### Dataset rows
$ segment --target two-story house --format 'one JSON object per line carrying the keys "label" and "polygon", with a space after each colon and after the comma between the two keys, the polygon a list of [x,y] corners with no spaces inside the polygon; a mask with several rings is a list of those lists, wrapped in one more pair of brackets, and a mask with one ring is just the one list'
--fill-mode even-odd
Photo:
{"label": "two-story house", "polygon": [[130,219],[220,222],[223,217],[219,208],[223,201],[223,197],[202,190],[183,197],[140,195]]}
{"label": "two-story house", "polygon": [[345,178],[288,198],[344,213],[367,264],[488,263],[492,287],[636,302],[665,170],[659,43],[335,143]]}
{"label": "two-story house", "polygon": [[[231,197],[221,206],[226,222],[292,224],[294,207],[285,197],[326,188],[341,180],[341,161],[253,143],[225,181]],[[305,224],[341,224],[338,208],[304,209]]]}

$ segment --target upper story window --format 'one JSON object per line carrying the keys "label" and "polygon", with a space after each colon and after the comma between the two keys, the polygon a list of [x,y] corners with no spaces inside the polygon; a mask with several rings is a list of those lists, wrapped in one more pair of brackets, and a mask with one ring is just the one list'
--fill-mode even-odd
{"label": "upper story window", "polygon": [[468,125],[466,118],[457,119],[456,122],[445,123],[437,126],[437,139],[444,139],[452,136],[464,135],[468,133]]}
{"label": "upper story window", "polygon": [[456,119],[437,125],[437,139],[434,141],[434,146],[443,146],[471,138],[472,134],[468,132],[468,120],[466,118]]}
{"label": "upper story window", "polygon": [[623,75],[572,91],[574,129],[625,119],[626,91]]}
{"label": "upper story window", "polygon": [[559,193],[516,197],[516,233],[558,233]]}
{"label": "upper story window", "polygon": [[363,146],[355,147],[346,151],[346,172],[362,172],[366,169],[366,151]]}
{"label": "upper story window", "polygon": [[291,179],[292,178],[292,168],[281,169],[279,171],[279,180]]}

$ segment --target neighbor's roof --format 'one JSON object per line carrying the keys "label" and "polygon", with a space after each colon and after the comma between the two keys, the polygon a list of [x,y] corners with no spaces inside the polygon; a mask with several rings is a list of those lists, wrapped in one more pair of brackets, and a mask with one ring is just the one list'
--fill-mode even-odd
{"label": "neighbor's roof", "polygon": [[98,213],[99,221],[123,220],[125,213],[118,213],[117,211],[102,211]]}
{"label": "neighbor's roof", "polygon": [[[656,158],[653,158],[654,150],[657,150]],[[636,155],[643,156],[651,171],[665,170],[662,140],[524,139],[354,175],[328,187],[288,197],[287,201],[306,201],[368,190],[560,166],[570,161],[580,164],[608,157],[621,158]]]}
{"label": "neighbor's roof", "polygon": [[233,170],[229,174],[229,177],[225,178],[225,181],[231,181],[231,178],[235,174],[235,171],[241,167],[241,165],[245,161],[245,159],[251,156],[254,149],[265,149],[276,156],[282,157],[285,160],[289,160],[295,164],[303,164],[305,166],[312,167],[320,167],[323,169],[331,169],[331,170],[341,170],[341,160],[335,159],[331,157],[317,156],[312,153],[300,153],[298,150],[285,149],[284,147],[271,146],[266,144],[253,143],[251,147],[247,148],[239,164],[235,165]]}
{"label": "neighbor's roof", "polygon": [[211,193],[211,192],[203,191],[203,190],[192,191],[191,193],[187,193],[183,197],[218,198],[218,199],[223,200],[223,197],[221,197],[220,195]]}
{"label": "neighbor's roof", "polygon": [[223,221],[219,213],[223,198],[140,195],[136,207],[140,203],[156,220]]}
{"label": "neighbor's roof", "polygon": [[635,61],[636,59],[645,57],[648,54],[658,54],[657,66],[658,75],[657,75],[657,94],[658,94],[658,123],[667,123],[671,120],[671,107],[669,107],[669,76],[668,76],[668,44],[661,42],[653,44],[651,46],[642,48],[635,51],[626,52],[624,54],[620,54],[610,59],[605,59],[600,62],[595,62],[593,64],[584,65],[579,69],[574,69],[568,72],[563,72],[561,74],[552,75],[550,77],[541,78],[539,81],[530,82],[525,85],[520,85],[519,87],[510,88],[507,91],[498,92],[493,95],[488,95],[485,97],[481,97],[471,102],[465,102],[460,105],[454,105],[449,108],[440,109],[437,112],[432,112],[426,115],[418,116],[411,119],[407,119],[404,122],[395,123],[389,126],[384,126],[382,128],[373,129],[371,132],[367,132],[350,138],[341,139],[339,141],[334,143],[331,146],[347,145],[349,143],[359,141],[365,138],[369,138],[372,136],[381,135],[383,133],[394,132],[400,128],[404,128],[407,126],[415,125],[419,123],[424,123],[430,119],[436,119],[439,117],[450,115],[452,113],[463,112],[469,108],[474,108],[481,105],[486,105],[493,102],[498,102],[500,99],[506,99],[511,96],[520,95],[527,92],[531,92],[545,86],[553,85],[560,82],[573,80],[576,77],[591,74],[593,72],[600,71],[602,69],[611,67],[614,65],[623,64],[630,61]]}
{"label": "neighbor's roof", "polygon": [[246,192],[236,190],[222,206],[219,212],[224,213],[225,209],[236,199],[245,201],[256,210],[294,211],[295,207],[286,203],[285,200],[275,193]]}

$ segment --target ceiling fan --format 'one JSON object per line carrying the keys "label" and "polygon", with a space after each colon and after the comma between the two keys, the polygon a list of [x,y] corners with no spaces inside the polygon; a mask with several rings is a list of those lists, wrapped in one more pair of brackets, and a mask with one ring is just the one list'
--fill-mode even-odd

### What you are asked to do
Reproduce the entries verbatim, beginning at the line containing "segment --target ceiling" and continuing through the end of the entries.

### Solution below
$ segment --target ceiling fan --format 'one JSON object per line carrying the keys "label" and "polygon", with a space after each colon and after the comma between the two keys, the polygon a list of [x,y] corners with no spaces inside the polygon; a mask with several rings is a list of those lists, wrapped in one more pair of brackets, and a mask with one ring is just the one list'
--fill-mode even-odd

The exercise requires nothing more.